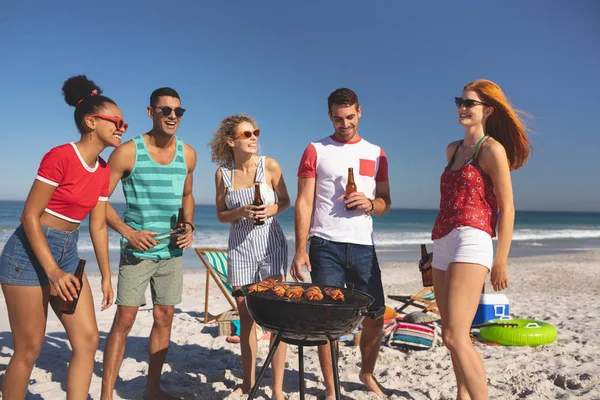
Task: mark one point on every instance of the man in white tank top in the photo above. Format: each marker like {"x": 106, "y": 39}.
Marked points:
{"x": 337, "y": 233}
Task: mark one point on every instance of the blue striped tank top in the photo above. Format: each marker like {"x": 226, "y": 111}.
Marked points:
{"x": 153, "y": 193}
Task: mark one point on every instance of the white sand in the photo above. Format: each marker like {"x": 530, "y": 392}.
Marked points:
{"x": 563, "y": 290}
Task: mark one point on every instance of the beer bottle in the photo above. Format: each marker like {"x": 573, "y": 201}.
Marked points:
{"x": 180, "y": 224}
{"x": 425, "y": 267}
{"x": 257, "y": 202}
{"x": 350, "y": 186}
{"x": 68, "y": 306}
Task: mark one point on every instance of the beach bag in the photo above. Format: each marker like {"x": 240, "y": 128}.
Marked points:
{"x": 411, "y": 336}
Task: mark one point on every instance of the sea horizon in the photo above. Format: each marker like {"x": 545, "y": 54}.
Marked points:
{"x": 397, "y": 235}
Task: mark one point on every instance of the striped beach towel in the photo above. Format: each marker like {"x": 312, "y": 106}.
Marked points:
{"x": 411, "y": 336}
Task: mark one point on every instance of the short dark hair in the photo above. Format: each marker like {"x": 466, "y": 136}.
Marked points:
{"x": 85, "y": 96}
{"x": 160, "y": 92}
{"x": 341, "y": 97}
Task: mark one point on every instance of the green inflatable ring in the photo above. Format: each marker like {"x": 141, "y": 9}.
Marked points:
{"x": 528, "y": 333}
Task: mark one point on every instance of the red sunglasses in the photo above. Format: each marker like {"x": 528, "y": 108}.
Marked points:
{"x": 119, "y": 123}
{"x": 247, "y": 134}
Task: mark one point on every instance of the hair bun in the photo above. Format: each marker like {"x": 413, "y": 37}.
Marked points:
{"x": 77, "y": 88}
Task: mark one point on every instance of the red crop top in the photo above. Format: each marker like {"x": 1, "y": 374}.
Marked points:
{"x": 78, "y": 187}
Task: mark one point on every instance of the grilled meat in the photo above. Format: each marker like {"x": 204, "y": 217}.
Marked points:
{"x": 334, "y": 293}
{"x": 313, "y": 293}
{"x": 294, "y": 292}
{"x": 280, "y": 289}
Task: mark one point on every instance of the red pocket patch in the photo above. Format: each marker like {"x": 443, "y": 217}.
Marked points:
{"x": 367, "y": 167}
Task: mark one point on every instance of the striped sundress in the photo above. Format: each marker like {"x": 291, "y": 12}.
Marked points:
{"x": 254, "y": 252}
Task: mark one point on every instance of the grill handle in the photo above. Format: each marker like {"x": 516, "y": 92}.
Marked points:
{"x": 374, "y": 314}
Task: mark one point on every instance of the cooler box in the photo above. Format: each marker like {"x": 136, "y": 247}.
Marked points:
{"x": 491, "y": 306}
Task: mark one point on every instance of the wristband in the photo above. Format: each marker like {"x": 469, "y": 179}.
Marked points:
{"x": 372, "y": 207}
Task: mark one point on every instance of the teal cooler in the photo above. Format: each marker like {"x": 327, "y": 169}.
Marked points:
{"x": 491, "y": 306}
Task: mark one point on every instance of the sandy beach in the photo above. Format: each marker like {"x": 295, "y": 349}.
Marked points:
{"x": 563, "y": 290}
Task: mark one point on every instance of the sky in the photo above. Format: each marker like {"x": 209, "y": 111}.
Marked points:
{"x": 279, "y": 60}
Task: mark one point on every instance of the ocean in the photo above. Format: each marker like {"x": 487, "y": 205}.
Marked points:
{"x": 398, "y": 234}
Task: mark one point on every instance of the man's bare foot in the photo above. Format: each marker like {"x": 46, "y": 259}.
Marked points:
{"x": 372, "y": 385}
{"x": 241, "y": 390}
{"x": 159, "y": 395}
{"x": 277, "y": 396}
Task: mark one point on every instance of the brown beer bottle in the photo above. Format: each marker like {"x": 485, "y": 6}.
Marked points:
{"x": 257, "y": 202}
{"x": 180, "y": 224}
{"x": 68, "y": 306}
{"x": 425, "y": 267}
{"x": 350, "y": 186}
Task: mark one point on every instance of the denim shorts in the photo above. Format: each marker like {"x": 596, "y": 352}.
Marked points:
{"x": 20, "y": 267}
{"x": 336, "y": 264}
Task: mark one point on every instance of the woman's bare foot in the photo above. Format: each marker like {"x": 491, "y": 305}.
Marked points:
{"x": 372, "y": 385}
{"x": 329, "y": 395}
{"x": 277, "y": 395}
{"x": 159, "y": 395}
{"x": 241, "y": 390}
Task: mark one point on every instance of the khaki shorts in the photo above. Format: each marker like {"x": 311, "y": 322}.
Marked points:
{"x": 165, "y": 278}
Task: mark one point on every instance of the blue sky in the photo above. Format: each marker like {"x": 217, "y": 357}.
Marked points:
{"x": 278, "y": 61}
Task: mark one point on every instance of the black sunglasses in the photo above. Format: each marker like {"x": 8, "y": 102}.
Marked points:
{"x": 468, "y": 103}
{"x": 168, "y": 110}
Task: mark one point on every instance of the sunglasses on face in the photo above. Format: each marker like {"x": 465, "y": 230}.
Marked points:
{"x": 168, "y": 110}
{"x": 118, "y": 121}
{"x": 468, "y": 103}
{"x": 247, "y": 134}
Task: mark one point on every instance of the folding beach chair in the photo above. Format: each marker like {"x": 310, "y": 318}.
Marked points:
{"x": 215, "y": 261}
{"x": 425, "y": 299}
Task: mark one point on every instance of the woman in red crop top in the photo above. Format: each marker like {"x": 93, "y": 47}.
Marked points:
{"x": 39, "y": 259}
{"x": 474, "y": 186}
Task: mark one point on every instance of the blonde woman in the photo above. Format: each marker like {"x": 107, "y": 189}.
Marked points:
{"x": 257, "y": 247}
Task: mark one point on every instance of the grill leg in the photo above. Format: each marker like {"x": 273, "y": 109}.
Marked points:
{"x": 301, "y": 370}
{"x": 265, "y": 366}
{"x": 336, "y": 377}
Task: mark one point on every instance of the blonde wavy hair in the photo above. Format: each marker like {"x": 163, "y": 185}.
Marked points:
{"x": 220, "y": 151}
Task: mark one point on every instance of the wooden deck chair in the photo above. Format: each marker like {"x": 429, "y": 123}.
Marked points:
{"x": 215, "y": 261}
{"x": 424, "y": 300}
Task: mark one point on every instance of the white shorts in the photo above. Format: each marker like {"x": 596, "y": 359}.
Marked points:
{"x": 465, "y": 245}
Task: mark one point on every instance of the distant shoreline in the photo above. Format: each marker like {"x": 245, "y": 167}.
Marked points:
{"x": 393, "y": 208}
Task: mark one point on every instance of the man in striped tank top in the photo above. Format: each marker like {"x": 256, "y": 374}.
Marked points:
{"x": 155, "y": 170}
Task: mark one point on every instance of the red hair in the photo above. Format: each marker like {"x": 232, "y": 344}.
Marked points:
{"x": 504, "y": 123}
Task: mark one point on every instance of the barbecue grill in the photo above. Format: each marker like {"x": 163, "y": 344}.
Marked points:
{"x": 304, "y": 322}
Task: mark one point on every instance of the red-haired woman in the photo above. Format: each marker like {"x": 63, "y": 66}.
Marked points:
{"x": 474, "y": 186}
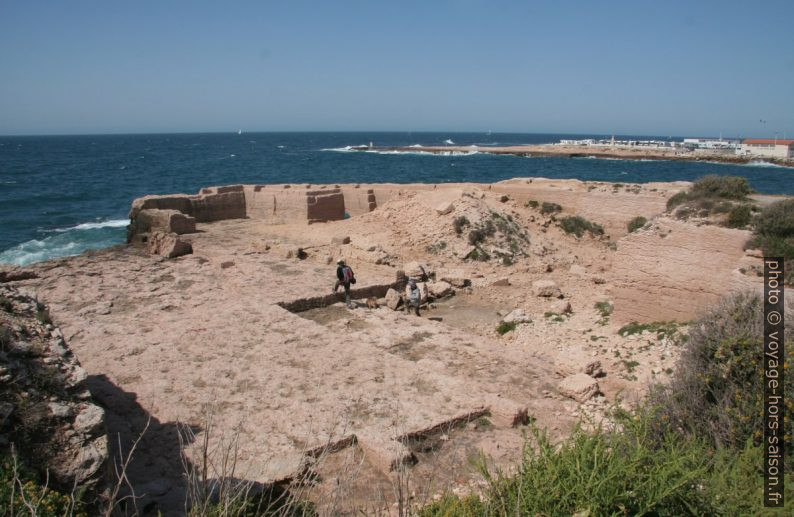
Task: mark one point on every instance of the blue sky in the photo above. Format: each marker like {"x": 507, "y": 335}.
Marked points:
{"x": 664, "y": 68}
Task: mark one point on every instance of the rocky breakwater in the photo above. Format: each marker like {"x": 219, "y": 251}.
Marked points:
{"x": 47, "y": 417}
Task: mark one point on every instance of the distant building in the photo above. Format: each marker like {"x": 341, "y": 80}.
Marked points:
{"x": 767, "y": 148}
{"x": 711, "y": 143}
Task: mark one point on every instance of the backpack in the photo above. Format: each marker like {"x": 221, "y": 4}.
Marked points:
{"x": 347, "y": 275}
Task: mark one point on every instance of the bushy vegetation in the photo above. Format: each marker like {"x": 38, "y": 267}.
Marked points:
{"x": 725, "y": 187}
{"x": 716, "y": 392}
{"x": 6, "y": 304}
{"x": 774, "y": 234}
{"x": 739, "y": 216}
{"x": 712, "y": 195}
{"x": 662, "y": 329}
{"x": 459, "y": 223}
{"x": 691, "y": 450}
{"x": 23, "y": 493}
{"x": 550, "y": 208}
{"x": 577, "y": 225}
{"x": 636, "y": 223}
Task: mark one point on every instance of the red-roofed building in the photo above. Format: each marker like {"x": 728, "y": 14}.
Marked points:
{"x": 767, "y": 148}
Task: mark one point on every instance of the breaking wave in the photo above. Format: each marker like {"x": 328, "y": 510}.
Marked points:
{"x": 760, "y": 163}
{"x": 364, "y": 149}
{"x": 64, "y": 242}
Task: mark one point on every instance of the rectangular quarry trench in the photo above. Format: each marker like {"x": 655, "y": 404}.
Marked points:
{"x": 318, "y": 302}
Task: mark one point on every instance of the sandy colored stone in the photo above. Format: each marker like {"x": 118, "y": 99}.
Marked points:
{"x": 580, "y": 387}
{"x": 546, "y": 289}
{"x": 168, "y": 245}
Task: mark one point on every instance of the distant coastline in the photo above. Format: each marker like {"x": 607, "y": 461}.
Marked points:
{"x": 572, "y": 151}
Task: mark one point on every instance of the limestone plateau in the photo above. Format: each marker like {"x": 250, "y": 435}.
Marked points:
{"x": 222, "y": 300}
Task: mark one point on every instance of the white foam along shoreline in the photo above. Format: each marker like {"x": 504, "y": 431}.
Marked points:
{"x": 64, "y": 242}
{"x": 366, "y": 149}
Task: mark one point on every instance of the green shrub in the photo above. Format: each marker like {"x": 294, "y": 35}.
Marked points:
{"x": 49, "y": 502}
{"x": 774, "y": 234}
{"x": 476, "y": 236}
{"x": 776, "y": 220}
{"x": 459, "y": 223}
{"x": 6, "y": 336}
{"x": 723, "y": 207}
{"x": 662, "y": 329}
{"x": 603, "y": 308}
{"x": 577, "y": 225}
{"x": 716, "y": 392}
{"x": 479, "y": 254}
{"x": 550, "y": 208}
{"x": 636, "y": 223}
{"x": 504, "y": 327}
{"x": 676, "y": 199}
{"x": 739, "y": 216}
{"x": 725, "y": 187}
{"x": 622, "y": 473}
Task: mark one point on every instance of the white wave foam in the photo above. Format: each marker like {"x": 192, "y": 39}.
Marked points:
{"x": 761, "y": 163}
{"x": 345, "y": 149}
{"x": 363, "y": 149}
{"x": 113, "y": 223}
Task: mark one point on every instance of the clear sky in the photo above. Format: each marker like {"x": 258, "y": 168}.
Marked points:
{"x": 633, "y": 67}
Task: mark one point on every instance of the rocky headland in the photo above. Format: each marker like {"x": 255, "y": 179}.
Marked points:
{"x": 539, "y": 306}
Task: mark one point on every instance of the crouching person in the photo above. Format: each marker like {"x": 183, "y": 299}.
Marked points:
{"x": 344, "y": 277}
{"x": 413, "y": 297}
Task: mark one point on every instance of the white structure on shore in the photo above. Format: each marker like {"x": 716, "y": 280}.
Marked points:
{"x": 767, "y": 148}
{"x": 711, "y": 143}
{"x": 611, "y": 142}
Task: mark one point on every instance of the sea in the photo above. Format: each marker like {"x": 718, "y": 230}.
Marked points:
{"x": 63, "y": 195}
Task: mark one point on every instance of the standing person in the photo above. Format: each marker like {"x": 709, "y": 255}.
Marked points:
{"x": 344, "y": 277}
{"x": 414, "y": 297}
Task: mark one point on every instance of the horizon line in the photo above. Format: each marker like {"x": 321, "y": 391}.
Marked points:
{"x": 218, "y": 132}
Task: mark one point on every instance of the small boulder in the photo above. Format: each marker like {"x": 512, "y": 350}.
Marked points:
{"x": 580, "y": 387}
{"x": 455, "y": 277}
{"x": 546, "y": 289}
{"x": 415, "y": 270}
{"x": 518, "y": 316}
{"x": 445, "y": 208}
{"x": 440, "y": 289}
{"x": 168, "y": 245}
{"x": 561, "y": 307}
{"x": 392, "y": 299}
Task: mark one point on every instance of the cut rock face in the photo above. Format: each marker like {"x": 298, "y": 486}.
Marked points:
{"x": 393, "y": 299}
{"x": 440, "y": 289}
{"x": 580, "y": 387}
{"x": 546, "y": 289}
{"x": 168, "y": 245}
{"x": 518, "y": 316}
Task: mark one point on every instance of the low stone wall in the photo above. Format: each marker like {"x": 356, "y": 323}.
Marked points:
{"x": 275, "y": 204}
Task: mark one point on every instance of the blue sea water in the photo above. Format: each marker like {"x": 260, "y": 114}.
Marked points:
{"x": 62, "y": 195}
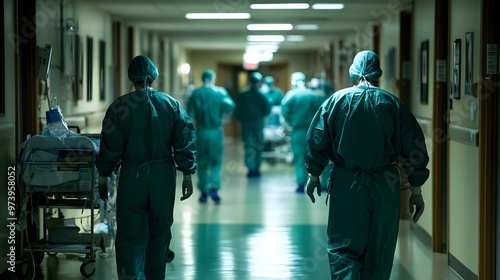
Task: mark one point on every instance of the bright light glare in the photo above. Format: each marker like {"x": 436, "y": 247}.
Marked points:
{"x": 306, "y": 27}
{"x": 217, "y": 15}
{"x": 265, "y": 38}
{"x": 185, "y": 68}
{"x": 295, "y": 38}
{"x": 268, "y": 48}
{"x": 283, "y": 6}
{"x": 276, "y": 26}
{"x": 325, "y": 6}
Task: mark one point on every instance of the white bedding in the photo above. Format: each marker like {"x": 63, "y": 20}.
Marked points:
{"x": 51, "y": 161}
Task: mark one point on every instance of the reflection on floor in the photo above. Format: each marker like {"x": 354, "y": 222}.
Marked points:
{"x": 261, "y": 230}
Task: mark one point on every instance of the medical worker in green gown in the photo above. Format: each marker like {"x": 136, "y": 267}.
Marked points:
{"x": 150, "y": 135}
{"x": 365, "y": 131}
{"x": 252, "y": 107}
{"x": 298, "y": 108}
{"x": 210, "y": 107}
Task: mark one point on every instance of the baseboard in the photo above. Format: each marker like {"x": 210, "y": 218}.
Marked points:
{"x": 422, "y": 235}
{"x": 460, "y": 269}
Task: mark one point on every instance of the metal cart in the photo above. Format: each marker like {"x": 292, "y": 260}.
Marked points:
{"x": 58, "y": 173}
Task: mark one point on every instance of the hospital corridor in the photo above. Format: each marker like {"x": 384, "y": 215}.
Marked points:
{"x": 261, "y": 230}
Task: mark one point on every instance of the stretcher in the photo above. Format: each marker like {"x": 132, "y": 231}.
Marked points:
{"x": 59, "y": 173}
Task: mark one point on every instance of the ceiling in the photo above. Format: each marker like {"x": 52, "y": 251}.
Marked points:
{"x": 168, "y": 17}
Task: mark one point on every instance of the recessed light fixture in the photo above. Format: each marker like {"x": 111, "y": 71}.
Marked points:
{"x": 306, "y": 27}
{"x": 277, "y": 26}
{"x": 265, "y": 38}
{"x": 328, "y": 6}
{"x": 295, "y": 38}
{"x": 217, "y": 15}
{"x": 280, "y": 6}
{"x": 268, "y": 48}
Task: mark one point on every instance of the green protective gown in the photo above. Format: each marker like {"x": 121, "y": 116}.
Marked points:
{"x": 298, "y": 108}
{"x": 363, "y": 130}
{"x": 208, "y": 106}
{"x": 252, "y": 107}
{"x": 151, "y": 136}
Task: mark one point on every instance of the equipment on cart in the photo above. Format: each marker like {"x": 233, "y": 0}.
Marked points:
{"x": 60, "y": 173}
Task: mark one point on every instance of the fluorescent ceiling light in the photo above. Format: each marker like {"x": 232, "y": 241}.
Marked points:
{"x": 277, "y": 26}
{"x": 282, "y": 6}
{"x": 306, "y": 27}
{"x": 265, "y": 38}
{"x": 217, "y": 15}
{"x": 261, "y": 48}
{"x": 295, "y": 38}
{"x": 325, "y": 6}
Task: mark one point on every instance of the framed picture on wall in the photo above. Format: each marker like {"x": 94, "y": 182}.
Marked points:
{"x": 455, "y": 82}
{"x": 2, "y": 65}
{"x": 102, "y": 70}
{"x": 78, "y": 77}
{"x": 90, "y": 66}
{"x": 424, "y": 72}
{"x": 469, "y": 60}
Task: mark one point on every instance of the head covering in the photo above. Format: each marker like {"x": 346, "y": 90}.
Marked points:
{"x": 141, "y": 69}
{"x": 365, "y": 66}
{"x": 269, "y": 80}
{"x": 255, "y": 78}
{"x": 298, "y": 76}
{"x": 207, "y": 75}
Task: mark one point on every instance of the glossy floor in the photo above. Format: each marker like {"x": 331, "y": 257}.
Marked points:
{"x": 261, "y": 230}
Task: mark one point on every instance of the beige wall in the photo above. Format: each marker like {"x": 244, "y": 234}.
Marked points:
{"x": 201, "y": 60}
{"x": 423, "y": 29}
{"x": 464, "y": 160}
{"x": 7, "y": 132}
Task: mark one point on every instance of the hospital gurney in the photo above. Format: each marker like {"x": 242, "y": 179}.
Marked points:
{"x": 58, "y": 173}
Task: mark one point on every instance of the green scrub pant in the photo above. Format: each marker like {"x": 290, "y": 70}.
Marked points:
{"x": 363, "y": 225}
{"x": 297, "y": 141}
{"x": 252, "y": 134}
{"x": 144, "y": 215}
{"x": 210, "y": 148}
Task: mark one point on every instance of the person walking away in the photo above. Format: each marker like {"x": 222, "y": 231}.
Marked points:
{"x": 208, "y": 106}
{"x": 252, "y": 107}
{"x": 150, "y": 135}
{"x": 365, "y": 131}
{"x": 298, "y": 108}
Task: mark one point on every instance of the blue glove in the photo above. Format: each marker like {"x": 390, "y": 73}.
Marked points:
{"x": 416, "y": 202}
{"x": 313, "y": 183}
{"x": 103, "y": 188}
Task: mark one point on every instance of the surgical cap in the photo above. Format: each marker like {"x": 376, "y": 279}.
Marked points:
{"x": 269, "y": 80}
{"x": 298, "y": 76}
{"x": 141, "y": 69}
{"x": 367, "y": 65}
{"x": 207, "y": 75}
{"x": 255, "y": 78}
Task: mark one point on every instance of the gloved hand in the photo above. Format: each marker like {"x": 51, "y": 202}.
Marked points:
{"x": 187, "y": 187}
{"x": 103, "y": 188}
{"x": 313, "y": 183}
{"x": 417, "y": 201}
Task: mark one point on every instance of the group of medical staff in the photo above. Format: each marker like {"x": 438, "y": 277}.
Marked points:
{"x": 358, "y": 136}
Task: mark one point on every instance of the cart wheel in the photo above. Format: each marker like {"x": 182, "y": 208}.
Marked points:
{"x": 88, "y": 269}
{"x": 21, "y": 269}
{"x": 170, "y": 255}
{"x": 38, "y": 256}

• _SET TASK_
Lay out the lines from the one containing "Task: mark one point on every instance of the cart" through the end of the rows as a numbered list, with both ends included and blank lines left out.

• _RESPONSE TO THE EXERCISE_
1. Task: mark one point on every instance of the cart wheel in the photo above. Format: each marker like {"x": 182, "y": 208}.
2. Marked points:
3. {"x": 88, "y": 269}
4. {"x": 21, "y": 269}
5. {"x": 170, "y": 255}
6. {"x": 38, "y": 256}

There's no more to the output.